§ TASK REQUIREMENTS: Set out the items below as a JSON list of strings, one string per line, starting with the first line and going on through the line containing "[[1008, 381], [564, 158], [1231, 375], [802, 399]]". Skip blank lines and leave the pictures out.

§ LISTED RECORDS:
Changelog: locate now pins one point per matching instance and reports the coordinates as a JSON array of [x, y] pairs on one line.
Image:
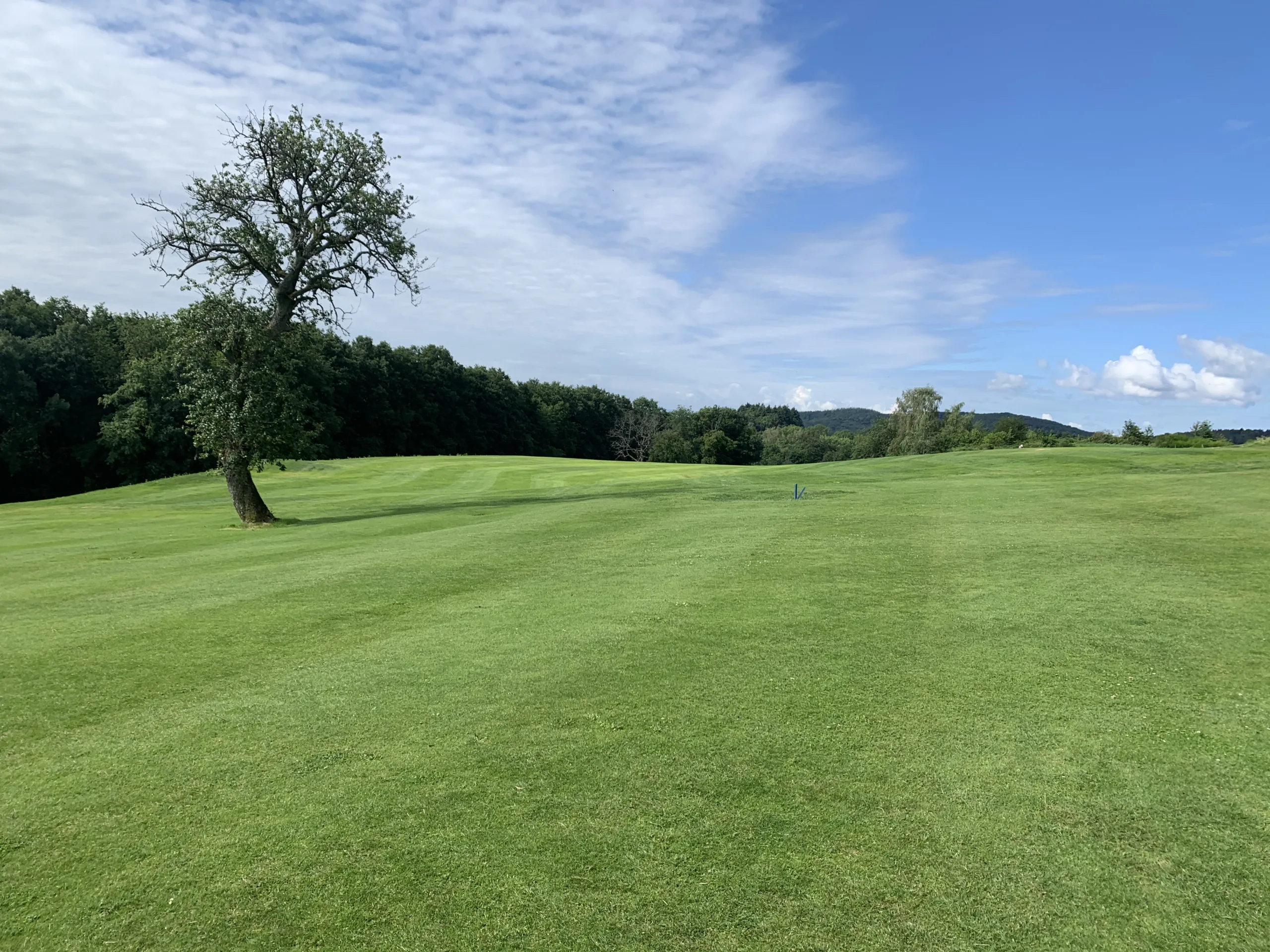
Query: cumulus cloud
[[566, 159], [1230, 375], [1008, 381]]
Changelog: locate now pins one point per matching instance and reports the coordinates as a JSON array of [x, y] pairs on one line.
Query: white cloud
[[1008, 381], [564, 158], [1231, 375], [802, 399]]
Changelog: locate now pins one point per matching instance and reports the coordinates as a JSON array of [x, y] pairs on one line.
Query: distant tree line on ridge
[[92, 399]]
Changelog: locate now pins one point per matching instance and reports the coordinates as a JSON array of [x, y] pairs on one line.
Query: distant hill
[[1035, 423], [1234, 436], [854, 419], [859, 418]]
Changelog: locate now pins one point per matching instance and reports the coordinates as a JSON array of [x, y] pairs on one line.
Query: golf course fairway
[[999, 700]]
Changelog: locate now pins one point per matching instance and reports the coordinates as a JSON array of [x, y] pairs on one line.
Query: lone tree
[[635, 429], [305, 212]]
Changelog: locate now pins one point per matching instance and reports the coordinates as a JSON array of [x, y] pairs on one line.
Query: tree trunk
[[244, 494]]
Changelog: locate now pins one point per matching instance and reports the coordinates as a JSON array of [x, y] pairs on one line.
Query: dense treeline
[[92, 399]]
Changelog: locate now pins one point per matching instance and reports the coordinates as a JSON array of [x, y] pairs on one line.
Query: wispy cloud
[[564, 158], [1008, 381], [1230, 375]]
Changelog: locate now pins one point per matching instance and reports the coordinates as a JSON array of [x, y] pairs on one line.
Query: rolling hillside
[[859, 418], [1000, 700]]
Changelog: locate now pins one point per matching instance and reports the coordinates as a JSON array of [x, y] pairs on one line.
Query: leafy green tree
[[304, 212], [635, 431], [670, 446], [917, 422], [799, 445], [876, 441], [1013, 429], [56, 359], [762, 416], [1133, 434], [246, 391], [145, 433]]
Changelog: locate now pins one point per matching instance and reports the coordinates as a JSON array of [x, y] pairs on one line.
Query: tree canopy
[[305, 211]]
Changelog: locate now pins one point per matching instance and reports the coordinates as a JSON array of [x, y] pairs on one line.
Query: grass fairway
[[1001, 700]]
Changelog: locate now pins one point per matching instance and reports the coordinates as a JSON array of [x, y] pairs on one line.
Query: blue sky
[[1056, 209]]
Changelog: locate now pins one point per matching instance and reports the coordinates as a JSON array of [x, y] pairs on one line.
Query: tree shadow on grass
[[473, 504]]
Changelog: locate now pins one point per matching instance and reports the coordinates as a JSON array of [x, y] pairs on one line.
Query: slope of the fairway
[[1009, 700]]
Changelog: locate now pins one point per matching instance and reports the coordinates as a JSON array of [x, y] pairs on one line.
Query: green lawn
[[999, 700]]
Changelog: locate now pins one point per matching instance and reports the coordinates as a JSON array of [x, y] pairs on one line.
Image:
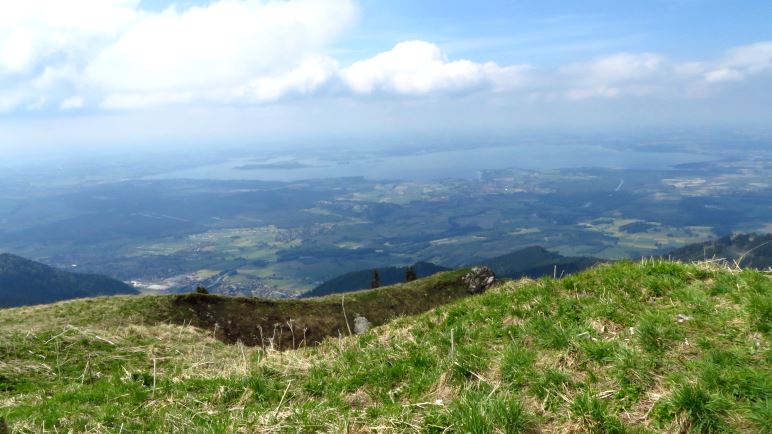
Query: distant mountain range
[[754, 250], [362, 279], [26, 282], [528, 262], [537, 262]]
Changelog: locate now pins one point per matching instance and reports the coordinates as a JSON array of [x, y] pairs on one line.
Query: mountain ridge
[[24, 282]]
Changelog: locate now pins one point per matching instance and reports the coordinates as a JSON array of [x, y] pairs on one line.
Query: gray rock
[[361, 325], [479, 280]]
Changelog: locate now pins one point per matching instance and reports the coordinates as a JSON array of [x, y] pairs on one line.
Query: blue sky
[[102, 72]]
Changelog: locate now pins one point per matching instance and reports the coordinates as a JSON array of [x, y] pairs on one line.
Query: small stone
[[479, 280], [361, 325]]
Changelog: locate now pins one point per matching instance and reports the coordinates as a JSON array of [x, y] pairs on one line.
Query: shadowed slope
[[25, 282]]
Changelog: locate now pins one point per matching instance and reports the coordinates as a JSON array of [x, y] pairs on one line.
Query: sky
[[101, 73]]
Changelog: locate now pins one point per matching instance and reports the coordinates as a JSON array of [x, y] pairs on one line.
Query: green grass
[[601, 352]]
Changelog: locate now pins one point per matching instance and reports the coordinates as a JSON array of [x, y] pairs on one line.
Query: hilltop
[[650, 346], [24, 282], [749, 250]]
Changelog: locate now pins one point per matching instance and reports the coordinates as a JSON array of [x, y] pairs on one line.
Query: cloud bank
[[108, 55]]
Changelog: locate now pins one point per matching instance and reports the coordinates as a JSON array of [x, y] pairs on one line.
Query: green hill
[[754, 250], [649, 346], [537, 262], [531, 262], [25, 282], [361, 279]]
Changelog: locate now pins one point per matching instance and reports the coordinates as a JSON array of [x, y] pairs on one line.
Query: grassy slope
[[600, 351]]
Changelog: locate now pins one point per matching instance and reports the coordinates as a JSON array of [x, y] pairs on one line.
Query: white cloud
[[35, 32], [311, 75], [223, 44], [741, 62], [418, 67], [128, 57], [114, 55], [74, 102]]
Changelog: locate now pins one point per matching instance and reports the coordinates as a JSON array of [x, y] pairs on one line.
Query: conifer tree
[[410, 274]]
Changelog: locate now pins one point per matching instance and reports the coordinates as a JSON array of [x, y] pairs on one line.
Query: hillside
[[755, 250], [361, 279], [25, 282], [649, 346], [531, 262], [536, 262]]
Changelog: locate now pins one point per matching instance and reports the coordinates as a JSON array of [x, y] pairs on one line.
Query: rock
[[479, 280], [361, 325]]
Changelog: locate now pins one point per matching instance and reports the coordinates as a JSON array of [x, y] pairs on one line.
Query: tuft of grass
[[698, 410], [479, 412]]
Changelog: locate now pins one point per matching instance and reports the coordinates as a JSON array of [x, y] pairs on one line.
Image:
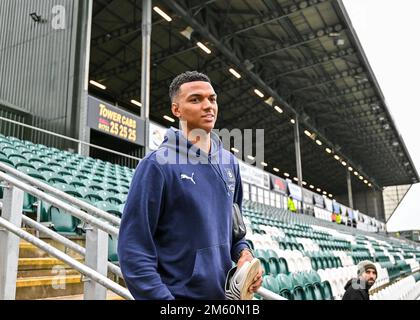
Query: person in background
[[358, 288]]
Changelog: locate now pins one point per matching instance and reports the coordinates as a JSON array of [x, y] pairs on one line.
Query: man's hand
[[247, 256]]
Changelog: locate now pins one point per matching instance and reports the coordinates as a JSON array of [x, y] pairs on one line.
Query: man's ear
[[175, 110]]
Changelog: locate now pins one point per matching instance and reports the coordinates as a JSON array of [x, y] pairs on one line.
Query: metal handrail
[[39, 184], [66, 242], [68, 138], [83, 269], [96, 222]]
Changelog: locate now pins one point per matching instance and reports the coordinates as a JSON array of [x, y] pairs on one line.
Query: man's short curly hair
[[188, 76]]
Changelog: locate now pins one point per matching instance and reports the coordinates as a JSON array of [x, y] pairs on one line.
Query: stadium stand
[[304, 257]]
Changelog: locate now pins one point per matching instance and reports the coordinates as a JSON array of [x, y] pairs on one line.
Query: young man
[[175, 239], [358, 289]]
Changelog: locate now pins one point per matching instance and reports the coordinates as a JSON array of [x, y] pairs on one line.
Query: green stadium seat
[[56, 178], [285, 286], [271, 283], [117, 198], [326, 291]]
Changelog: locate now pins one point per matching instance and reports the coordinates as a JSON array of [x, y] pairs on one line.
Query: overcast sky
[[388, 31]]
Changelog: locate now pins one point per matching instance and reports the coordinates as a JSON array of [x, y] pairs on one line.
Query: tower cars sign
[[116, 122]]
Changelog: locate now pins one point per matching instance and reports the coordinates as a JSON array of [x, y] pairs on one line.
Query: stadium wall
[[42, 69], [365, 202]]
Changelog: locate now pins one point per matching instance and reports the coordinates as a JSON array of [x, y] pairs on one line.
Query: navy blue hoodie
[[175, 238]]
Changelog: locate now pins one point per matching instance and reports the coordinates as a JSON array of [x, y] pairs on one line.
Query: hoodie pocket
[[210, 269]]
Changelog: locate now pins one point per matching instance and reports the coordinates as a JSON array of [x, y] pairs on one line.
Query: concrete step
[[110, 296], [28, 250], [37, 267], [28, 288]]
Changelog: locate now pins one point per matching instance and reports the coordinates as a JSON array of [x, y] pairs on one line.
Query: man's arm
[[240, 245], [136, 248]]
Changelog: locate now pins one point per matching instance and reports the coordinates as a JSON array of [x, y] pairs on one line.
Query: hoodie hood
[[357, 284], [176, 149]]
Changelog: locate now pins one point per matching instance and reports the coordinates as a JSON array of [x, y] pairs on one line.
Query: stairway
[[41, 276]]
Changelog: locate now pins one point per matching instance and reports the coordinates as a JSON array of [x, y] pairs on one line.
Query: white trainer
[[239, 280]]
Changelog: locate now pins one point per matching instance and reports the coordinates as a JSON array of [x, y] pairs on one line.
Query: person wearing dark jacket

§ EXERCISE RESULT:
[
  "Changelog: locate now pins one point per matching instance and reports the coordinates as a JSON array of [x, y] pairs on one line.",
  "Image:",
  "Query: cumulus cloud",
  "[[566, 159], [1230, 375], [1008, 381]]",
  "Changelog: locate now pins one point per matching instance and reports the coordinates as a JSON array of [x, y] pairs on one line.",
  "Query: white cloud",
  "[[1008, 381], [564, 158], [1231, 375], [802, 399]]"
]